Transcribe the full listing exactly, and drop every picture.

Position identification records:
# # # # # # #

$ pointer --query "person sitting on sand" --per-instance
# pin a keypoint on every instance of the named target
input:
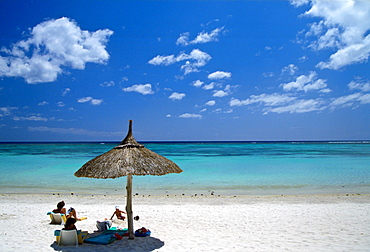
(70, 224)
(118, 213)
(70, 213)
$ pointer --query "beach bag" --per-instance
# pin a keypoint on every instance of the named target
(103, 225)
(142, 232)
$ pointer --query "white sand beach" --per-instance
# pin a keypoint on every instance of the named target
(201, 223)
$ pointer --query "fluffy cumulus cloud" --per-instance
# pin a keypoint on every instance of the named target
(188, 115)
(30, 118)
(265, 99)
(140, 88)
(343, 27)
(50, 46)
(203, 37)
(176, 96)
(6, 111)
(307, 83)
(91, 100)
(197, 83)
(299, 106)
(193, 61)
(211, 103)
(290, 69)
(219, 75)
(359, 85)
(220, 93)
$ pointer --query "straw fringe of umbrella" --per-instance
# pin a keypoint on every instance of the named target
(127, 159)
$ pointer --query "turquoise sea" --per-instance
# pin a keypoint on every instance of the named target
(225, 168)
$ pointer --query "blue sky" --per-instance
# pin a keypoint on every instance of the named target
(184, 70)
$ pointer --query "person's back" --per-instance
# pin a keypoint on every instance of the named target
(60, 208)
(70, 224)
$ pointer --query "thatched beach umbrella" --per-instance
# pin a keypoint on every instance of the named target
(127, 159)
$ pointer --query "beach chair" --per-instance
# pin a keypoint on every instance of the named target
(68, 237)
(57, 218)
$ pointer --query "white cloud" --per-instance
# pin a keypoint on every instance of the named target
(298, 3)
(209, 86)
(359, 85)
(203, 37)
(300, 106)
(193, 61)
(176, 96)
(140, 88)
(211, 103)
(351, 100)
(197, 83)
(65, 91)
(43, 103)
(219, 75)
(306, 83)
(30, 118)
(6, 111)
(266, 99)
(188, 115)
(220, 93)
(91, 100)
(60, 104)
(75, 131)
(344, 27)
(290, 69)
(52, 45)
(107, 84)
(268, 74)
(183, 39)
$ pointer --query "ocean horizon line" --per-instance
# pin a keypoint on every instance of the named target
(195, 142)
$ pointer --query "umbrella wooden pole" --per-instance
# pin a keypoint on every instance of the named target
(130, 220)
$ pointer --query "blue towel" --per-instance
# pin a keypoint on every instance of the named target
(105, 237)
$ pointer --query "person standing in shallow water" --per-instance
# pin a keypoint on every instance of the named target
(71, 213)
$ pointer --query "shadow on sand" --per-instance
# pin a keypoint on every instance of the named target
(139, 244)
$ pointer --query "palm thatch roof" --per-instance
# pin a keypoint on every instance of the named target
(128, 158)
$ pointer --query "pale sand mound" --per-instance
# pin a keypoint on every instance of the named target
(268, 223)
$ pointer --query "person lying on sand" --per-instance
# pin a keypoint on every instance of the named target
(118, 213)
(70, 213)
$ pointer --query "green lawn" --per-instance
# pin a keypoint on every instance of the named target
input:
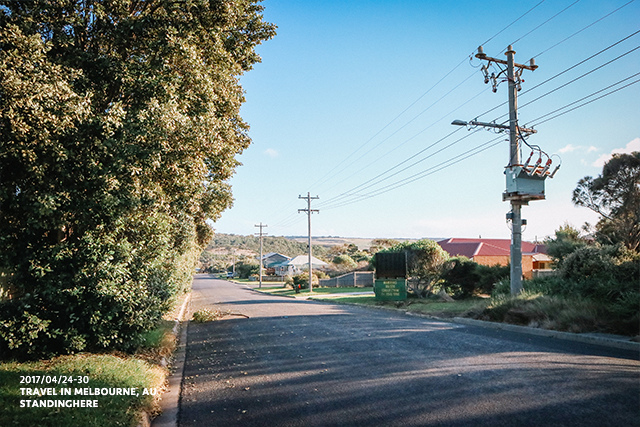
(427, 306)
(88, 372)
(316, 291)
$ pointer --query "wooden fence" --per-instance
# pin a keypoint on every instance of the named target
(359, 279)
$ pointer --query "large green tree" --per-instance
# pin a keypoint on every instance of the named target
(615, 196)
(119, 127)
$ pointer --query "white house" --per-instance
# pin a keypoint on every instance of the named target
(298, 264)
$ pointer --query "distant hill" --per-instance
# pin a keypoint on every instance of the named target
(251, 245)
(362, 243)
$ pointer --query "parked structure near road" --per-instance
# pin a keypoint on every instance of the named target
(355, 279)
(497, 252)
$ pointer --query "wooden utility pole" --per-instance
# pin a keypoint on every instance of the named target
(513, 72)
(309, 211)
(261, 225)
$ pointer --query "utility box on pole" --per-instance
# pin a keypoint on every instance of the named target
(522, 186)
(391, 276)
(525, 181)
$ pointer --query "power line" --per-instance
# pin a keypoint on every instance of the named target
(385, 156)
(521, 16)
(401, 183)
(588, 102)
(545, 22)
(323, 179)
(371, 184)
(561, 73)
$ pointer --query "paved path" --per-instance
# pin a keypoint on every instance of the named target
(304, 363)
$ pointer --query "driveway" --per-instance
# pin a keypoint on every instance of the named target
(305, 363)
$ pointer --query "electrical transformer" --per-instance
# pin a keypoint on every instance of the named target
(523, 185)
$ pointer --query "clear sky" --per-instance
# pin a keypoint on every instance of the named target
(354, 99)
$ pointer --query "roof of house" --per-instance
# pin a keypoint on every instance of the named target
(486, 247)
(301, 260)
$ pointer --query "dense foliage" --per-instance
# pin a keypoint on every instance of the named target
(119, 127)
(426, 264)
(464, 278)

# # # # # # #

_FINAL RESULT_
$ pointer --query "person sitting on sand" --per-instance
# pin a keypoint on every instance of the named target
input:
(70, 224)
(118, 213)
(70, 213)
$ pointer --query "beach bag" --per-instance
# pin a keypoint on every instance of the named target
(103, 225)
(142, 232)
$ pointer --query "white sand beach" --per-instance
# pin a keypoint on every instance of the named target
(201, 223)
$ pointer --query "fluffy cumulus cloud" --per-instance
# pin a keypoint on every instance of the named target
(188, 115)
(30, 118)
(265, 99)
(140, 88)
(343, 27)
(50, 46)
(203, 37)
(176, 96)
(6, 111)
(307, 83)
(91, 100)
(197, 83)
(299, 106)
(193, 61)
(211, 103)
(290, 69)
(219, 75)
(359, 85)
(220, 93)
$ pointer --query "straw fringe of umbrella" --per-instance
# pin a keypoint on every instance of the named target
(127, 159)
$ pointer --query "turquoise sea" --per-instance
# pin a keypoint on every instance of the named target
(225, 168)
$ pointer --query "blue sky" --per-instance
# pin a keypoint on every instance of the named target
(184, 70)
$ pointer --query "person's back" --per-instance
# pin a keypoint on every instance of the named target
(60, 208)
(70, 224)
$ pointer --query "thatched beach umbrella" --per-instance
# pin a keypoint on every instance of the named target
(127, 159)
$ pointer --query "beach chair" --per-instance
# pin a keypoint on every instance of the named target
(68, 237)
(57, 218)
$ pointer --query "white cloud" --per-instance
# pin a keypoint on every instance of the named target
(298, 3)
(209, 86)
(359, 85)
(203, 37)
(300, 106)
(193, 61)
(176, 96)
(140, 88)
(211, 103)
(351, 100)
(197, 83)
(65, 91)
(43, 103)
(219, 75)
(306, 83)
(30, 118)
(6, 111)
(266, 99)
(188, 115)
(220, 93)
(91, 100)
(60, 104)
(75, 131)
(344, 27)
(290, 69)
(52, 45)
(107, 84)
(268, 74)
(183, 39)
$ pointer --query "ocean horizon line" --per-instance
# pin a keypoint on every instance of the named target
(195, 142)
$ pointer --query "umbrella wooden pole" --per-instance
# pin a keypoint on every instance of the named target
(130, 220)
$ pointer --query "blue towel" --per-instance
# pin a keypoint on every instance of the named target
(105, 237)
$ pointer --query "person standing in shallow water" --per-instance
# pin a keypoint on every instance of the named target
(71, 213)
$ pointer --query "shadow on sand" --per-instance
# pin a keypoint on every instance of the named target
(139, 244)
$ pointer --query "palm thatch roof" --per-instance
# pin a keypoint on every instance of the named target
(128, 158)
$ pointer --query "pale sand mound" --per-instance
# pin a keypoint on every instance of the named target
(268, 223)
$ pointer --query "person lying on sand" --per-instance
# pin a keypoint on every instance of the named target
(118, 213)
(70, 213)
$ pointer --query "green lawn" --per-instance
# pin a keypoint on every instance of the named target
input:
(427, 306)
(88, 372)
(316, 291)
$ pointer --query "wooden fence" --per-instance
# pin a keypoint on every instance of the named target
(359, 279)
$ pointer --query "large green tree" --per-instance
# pin a keypoint on every instance of the named target
(615, 196)
(119, 127)
$ pointer --query "white house" --per-instance
# pin a keypoint on every instance of the named target
(298, 264)
$ pointer --query "distant hill" --per-instance
# pin a keypoint on every instance of the named target
(251, 245)
(362, 243)
$ pointer --query "parked structure near road" --per-instance
# pin a keypoint on every instance of the named target
(355, 279)
(497, 252)
$ pointer --query "wooden utility pole" --per-instance
# pin a keypoint on every instance of the named target
(513, 72)
(309, 211)
(261, 225)
$ pointer --query "utility box on pole" --per-instance
# pin a keypoint on every instance of the named target
(522, 186)
(391, 276)
(525, 181)
$ pointer --query "power line" --per-instance
# pin a keypoint on every instance of the named target
(385, 156)
(521, 16)
(401, 183)
(588, 102)
(545, 22)
(323, 179)
(371, 184)
(561, 73)
$ pointer --query "paved path" --per-instance
# pin a keypoint on every instance of the named target
(304, 363)
$ pointer --query "driveway" --per-instance
# pin a keypoint on every instance of the named target
(305, 363)
$ pointer --query "electrical transformer" --per-instance
# pin a keypoint on every instance of the named target
(523, 185)
$ pointer --query "clear sky" --per-instance
# pin a keypoint on every instance of the named target
(354, 99)
$ pointer --query "roof of house" --per-instance
# pin a keypoint on every instance of the named target
(486, 247)
(301, 260)
$ pointer --query "dense foliage" --per-instance
# pin a keypoint on every instance of the named target
(119, 127)
(426, 264)
(464, 278)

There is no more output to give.